◆ Dataset rows
--------------------------------------------------
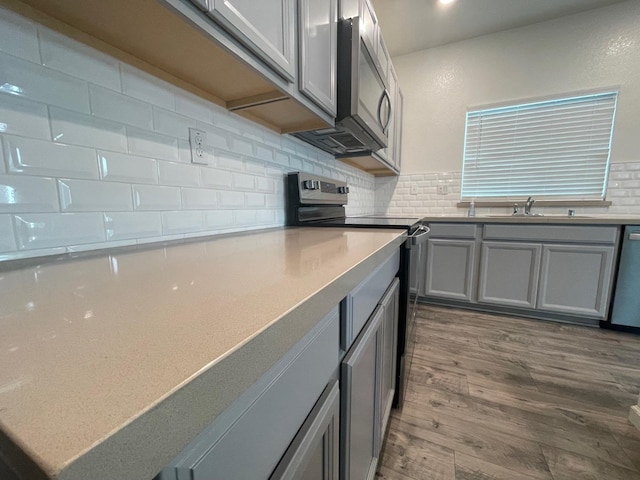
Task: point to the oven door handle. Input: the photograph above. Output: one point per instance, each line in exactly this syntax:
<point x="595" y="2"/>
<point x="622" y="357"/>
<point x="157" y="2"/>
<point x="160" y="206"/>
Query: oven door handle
--------------------------------------------------
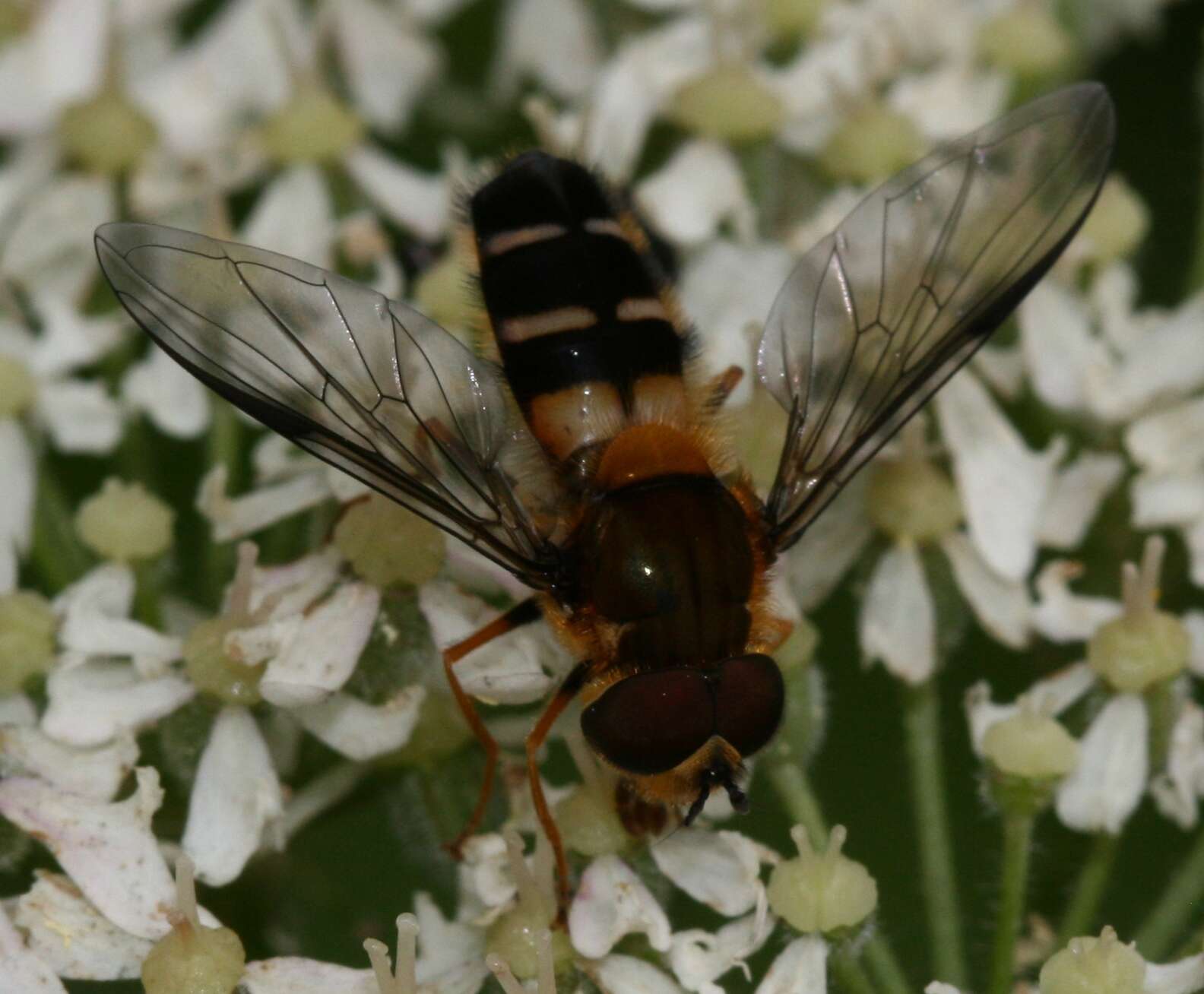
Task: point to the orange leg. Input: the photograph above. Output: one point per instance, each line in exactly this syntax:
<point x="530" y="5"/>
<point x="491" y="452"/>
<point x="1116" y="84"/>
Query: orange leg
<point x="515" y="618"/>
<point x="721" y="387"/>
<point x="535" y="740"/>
--------------------------------------------------
◆ Directive
Reproduce verbatim the part of the listing that opens with the line containing "Task: point to the oven" and closes with the line containing "Query: oven door handle", including both of those lines.

◆ Exercise solution
Task: point to the oven door handle. Input: the photograph above. Output: one point per instance, each line in exactly this syntax:
<point x="595" y="2"/>
<point x="622" y="357"/>
<point x="157" y="2"/>
<point x="160" y="206"/>
Query: oven door handle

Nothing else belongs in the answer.